# ASSIGNMENT:
Search each line below for "green", then return the lines where it appears.

# WORKING DATA:
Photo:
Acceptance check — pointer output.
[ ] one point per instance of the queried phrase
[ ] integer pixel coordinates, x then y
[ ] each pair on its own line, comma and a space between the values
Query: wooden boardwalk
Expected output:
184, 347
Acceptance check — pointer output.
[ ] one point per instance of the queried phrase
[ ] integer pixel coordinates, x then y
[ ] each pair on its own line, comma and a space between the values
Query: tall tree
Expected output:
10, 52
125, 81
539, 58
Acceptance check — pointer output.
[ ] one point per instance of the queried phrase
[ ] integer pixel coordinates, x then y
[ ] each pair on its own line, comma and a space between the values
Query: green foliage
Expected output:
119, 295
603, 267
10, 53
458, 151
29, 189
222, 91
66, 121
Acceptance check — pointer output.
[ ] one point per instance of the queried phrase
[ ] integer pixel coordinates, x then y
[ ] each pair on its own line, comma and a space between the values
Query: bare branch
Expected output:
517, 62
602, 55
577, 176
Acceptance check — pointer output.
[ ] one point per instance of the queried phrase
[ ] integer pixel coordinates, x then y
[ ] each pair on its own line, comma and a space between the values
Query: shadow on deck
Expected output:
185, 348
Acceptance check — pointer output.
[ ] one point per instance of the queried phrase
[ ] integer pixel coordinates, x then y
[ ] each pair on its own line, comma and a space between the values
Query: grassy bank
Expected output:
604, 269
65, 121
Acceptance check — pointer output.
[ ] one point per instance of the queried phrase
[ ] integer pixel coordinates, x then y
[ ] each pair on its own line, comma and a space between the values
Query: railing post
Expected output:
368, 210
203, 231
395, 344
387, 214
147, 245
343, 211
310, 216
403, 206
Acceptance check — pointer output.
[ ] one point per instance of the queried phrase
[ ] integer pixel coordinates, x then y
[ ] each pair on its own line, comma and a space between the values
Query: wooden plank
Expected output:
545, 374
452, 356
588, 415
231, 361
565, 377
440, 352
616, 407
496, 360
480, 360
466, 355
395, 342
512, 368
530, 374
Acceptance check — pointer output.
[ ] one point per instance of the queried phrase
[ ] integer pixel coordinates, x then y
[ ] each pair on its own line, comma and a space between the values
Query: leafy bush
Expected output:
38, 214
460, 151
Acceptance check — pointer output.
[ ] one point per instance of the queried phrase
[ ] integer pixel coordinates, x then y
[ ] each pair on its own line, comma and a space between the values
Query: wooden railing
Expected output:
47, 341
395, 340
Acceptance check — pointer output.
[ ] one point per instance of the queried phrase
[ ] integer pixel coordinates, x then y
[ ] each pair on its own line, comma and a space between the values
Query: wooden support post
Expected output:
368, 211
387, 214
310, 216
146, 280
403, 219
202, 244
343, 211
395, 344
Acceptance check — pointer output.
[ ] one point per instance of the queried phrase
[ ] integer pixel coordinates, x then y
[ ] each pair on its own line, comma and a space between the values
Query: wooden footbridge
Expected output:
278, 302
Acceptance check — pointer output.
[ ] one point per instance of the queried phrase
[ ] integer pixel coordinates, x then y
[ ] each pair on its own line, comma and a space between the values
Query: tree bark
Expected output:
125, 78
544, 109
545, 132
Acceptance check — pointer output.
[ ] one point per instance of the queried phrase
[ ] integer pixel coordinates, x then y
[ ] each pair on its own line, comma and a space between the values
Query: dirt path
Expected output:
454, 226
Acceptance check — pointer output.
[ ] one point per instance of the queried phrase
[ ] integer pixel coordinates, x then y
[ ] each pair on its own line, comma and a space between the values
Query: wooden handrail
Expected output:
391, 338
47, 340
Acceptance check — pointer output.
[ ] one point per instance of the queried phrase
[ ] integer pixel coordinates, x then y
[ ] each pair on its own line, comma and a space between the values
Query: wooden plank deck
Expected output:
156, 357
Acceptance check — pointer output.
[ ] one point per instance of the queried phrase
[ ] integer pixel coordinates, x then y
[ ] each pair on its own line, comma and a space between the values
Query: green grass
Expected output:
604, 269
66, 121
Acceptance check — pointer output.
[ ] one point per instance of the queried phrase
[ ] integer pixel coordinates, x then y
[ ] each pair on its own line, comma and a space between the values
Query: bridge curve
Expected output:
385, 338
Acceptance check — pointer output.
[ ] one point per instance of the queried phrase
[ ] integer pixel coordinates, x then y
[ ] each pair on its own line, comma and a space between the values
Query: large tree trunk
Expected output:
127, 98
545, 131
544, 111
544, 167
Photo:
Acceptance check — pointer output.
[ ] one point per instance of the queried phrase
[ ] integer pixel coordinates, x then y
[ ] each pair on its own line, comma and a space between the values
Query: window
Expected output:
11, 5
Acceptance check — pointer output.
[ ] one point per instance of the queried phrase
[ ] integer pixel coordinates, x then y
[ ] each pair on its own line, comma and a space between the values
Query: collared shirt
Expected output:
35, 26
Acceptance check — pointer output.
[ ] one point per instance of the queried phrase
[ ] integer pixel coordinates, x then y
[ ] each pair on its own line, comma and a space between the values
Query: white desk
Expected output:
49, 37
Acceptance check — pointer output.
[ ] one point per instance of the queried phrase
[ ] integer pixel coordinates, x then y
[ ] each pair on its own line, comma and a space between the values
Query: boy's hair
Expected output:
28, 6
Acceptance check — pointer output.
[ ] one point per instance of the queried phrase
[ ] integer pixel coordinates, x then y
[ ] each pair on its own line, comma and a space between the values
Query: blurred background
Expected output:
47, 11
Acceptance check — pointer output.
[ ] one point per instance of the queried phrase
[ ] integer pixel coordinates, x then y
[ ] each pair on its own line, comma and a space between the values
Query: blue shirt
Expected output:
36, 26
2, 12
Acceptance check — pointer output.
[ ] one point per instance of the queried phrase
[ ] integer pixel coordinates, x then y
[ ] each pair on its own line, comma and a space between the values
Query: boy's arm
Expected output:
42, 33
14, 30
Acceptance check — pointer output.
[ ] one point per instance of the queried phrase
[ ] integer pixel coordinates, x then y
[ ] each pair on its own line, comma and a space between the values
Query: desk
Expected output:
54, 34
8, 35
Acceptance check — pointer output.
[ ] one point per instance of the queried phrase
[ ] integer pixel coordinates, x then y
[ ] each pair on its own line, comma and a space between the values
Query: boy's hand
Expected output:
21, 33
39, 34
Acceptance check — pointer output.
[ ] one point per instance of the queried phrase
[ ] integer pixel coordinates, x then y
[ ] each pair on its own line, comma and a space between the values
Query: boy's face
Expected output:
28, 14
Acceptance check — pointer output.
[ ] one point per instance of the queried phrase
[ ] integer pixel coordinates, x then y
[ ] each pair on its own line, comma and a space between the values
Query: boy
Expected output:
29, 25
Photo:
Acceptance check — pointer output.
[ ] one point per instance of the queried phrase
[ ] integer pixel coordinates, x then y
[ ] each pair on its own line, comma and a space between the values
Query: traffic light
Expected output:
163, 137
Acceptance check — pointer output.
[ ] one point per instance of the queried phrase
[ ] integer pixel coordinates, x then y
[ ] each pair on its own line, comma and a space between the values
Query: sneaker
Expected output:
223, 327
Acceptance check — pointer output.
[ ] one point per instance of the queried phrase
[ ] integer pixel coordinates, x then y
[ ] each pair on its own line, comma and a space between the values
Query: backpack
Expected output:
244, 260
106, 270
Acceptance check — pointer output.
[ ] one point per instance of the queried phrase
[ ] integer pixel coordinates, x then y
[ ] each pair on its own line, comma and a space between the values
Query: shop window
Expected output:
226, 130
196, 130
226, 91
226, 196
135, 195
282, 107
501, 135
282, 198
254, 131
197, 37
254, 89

# ANSWER BELOW:
Query: green foliage
Query: green grass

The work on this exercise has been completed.